Spatial annotation records ->

####################

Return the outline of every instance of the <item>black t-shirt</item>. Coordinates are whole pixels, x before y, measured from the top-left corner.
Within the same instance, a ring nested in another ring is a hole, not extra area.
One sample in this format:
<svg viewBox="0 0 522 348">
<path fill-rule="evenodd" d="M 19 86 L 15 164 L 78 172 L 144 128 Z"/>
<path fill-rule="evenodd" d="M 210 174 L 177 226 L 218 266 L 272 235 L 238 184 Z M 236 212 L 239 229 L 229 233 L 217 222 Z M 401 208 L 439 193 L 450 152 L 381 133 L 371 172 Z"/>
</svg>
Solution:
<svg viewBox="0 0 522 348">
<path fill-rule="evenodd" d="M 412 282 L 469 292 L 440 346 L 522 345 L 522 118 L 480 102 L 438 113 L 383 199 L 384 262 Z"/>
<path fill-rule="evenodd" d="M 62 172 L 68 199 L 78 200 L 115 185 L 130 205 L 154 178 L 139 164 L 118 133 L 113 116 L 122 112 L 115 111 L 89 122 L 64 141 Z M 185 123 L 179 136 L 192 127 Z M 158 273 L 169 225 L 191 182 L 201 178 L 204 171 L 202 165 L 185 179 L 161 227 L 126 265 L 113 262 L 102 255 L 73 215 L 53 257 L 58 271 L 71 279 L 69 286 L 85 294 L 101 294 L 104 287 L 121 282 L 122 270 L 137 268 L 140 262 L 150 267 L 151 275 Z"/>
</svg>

####################

TASK BRIEF -> Lay out the records above as a JSON list of strings, with one string for each line and no blank lines.

REPLY ->
[
  "Return the outline of every instance of the <item>black t-shirt</item>. Coordinates are whole pixels, x before y, measured from the top-left corner.",
  "Within the same instance, a ring nested in another ring is a hole, not extra area.",
  "One sample in this format:",
  "<svg viewBox=\"0 0 522 348\">",
  "<path fill-rule=\"evenodd\" d=\"M 19 86 L 15 164 L 78 172 L 144 128 Z\"/>",
  "<path fill-rule=\"evenodd\" d=\"M 210 174 L 177 226 L 218 266 L 272 235 L 238 184 Z M 236 212 L 239 229 L 229 233 L 217 222 Z M 401 208 L 439 193 L 450 152 L 381 133 L 371 172 Z\"/>",
  "</svg>",
  "Solution:",
  "<svg viewBox=\"0 0 522 348\">",
  "<path fill-rule=\"evenodd\" d=\"M 412 282 L 469 292 L 440 346 L 522 345 L 522 118 L 480 102 L 438 113 L 383 199 L 384 262 Z\"/>",
  "<path fill-rule=\"evenodd\" d=\"M 62 172 L 68 199 L 78 200 L 115 185 L 130 205 L 154 178 L 139 164 L 118 133 L 113 116 L 122 112 L 115 111 L 89 122 L 64 141 Z M 185 123 L 179 136 L 192 127 Z M 158 273 L 169 225 L 191 182 L 201 178 L 204 171 L 202 165 L 185 179 L 161 227 L 126 265 L 113 262 L 102 255 L 73 215 L 53 257 L 58 271 L 71 279 L 69 286 L 85 294 L 101 294 L 104 287 L 121 282 L 122 270 L 137 268 L 140 262 L 150 267 L 151 275 Z\"/>",
  "</svg>"
]